● Objective:
Can you reproduce the whole khukuri forum thread below word for word, leaving every line unchanged?

● Text passage:

+++

To the point: People were comming and I was waaaay behind in the food department. I had a dozen chickens to cut up. Take short cut said self. I used my "BP" Villager to reduce those chickend into 144 pieces and clean up the mess wash my "BP" in under 20 minutes. I never had to touch up the edge the whole time and only ran a steel down each side a couple of times after I was done!

Boy would I like for Sanu(sp?) To make me one like it with a bigger handle.
Dan
 
12 chickens? Sounds like a kukhuri cook's dream assignment. I too have enjoyed dismembering chicken (just one at a time, darn it) with a khuk, but I haven't found much else in the cooking realm where it really excels. Anybody else?
 
Actually when I got my first khuk a few weeks ago I was pretty bummed 'cause I didn't have anything that needed choping. I did however have dinner to prepare (fajitas). So for kicks and giggles I did all the cutting work with my khuk.

This brings up a very good way to test the sharpness of you knife; cut a tomato. The reason most people use a serrated knife for tomatoes is because a plain edge must be very sharp to work (a dull edge will just smash it). My HI khuk passed its first test with flying colors.

Although I probably wouldnt do this every day it was a lot of fun to see the look on my wifes face.
 
Date: Christmas '79.

Location: the hills of Nepal, North of Kathmandu.

My guide decided to have a nice Christmas dinner for my hiking companion and me. Early in the day he bought a chicken. The live chicken was trussed and placed in the back of a doka. I watched the doomed fellow all day ahead of me on the trail, peeking out of his jail.

+++

Source records

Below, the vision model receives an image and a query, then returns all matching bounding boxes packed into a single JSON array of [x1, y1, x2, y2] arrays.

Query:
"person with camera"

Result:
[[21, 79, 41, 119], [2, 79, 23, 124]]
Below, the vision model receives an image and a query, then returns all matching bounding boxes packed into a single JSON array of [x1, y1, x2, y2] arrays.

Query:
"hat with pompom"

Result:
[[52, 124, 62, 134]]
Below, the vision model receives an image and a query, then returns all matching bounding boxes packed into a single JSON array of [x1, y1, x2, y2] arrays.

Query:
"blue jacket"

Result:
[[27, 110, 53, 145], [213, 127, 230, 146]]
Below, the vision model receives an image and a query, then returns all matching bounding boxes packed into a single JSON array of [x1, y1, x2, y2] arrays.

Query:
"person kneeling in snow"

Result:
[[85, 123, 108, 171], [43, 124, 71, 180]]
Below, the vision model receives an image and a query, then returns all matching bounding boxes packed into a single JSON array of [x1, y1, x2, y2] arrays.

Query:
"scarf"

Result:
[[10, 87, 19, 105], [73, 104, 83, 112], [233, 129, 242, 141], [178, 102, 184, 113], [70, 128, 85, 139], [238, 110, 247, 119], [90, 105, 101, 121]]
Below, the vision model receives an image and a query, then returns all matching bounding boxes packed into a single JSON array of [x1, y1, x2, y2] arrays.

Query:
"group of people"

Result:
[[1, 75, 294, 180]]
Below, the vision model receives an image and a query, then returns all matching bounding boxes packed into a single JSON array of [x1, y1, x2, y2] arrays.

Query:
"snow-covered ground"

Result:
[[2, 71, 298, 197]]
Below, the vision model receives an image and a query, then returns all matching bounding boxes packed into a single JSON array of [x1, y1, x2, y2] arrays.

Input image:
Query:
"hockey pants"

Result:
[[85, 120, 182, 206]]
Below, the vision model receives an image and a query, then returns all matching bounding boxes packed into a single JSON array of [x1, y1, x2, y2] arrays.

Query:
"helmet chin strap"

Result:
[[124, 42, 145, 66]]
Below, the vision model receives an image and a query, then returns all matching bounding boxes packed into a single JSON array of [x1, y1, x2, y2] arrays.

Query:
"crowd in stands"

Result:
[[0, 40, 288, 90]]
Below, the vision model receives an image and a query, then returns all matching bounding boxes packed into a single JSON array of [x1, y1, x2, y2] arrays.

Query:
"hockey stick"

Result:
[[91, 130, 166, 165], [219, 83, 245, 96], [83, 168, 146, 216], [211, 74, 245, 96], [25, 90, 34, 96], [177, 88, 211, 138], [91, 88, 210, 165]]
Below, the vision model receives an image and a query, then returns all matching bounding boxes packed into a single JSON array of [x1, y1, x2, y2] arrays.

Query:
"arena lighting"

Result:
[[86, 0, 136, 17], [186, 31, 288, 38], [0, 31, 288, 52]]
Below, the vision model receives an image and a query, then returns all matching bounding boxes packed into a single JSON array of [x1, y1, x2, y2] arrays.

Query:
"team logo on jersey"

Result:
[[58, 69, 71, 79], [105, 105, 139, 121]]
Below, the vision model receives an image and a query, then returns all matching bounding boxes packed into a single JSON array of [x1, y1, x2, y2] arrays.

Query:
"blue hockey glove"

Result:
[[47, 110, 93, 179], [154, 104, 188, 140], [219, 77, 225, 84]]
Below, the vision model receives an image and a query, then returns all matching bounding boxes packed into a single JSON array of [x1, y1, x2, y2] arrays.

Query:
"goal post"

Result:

+++

● Problem solution:
To the point: People were comming and I was waaaay behind in the food department. I had a dozen chickens to cut up. Take short cut said self. I used my "BP" Villager to reduce those chickend into 144 pieces and clean up the mess wash my "BP" in under 20 minutes. I never had to touch up the edge the whole time and only ran a steel down each side a couple of times after I was done!

Boy would I like for Sanu(sp?) To make me one like it with a bigger handle.
Dan
 
12 chickens? Sounds like a kukhuri cook's dream assignment. I too have enjoyed dismembering chicken (just one at a time, darn it) with a khuk, but I haven't found much else in the cooking realm where it really excels. Anybody else?
 
Actually when I got my first khuk a few weeks ago I was pretty bummed 'cause I didn't have anything that needed choping. I did however have dinner to prepare (fajitas). So for kicks and giggles I did all the cutting work with my khuk.

This brings up a very good way to test the sharpness of you knife; cut a tomato. The reason most people use a serrated knife for tomatoes is because a plain edge must be very sharp to work (a dull edge will just smash it). My HI khuk passed its first test with flying colors.

Although I probably wouldnt do this every day it was a lot of fun to see the look on my wifes face.
 
Date: Christmas '79.

Location: the hills of Nepal, North of Kathmandu.

My guide decided to have a nice Christmas dinner for my hiking companion and me. Early in the day he bought a chicken. The live chicken was trussed and placed in the back of a doka. I watched the doomed fellow all day ahead of me on the trail, peeking out of his jail.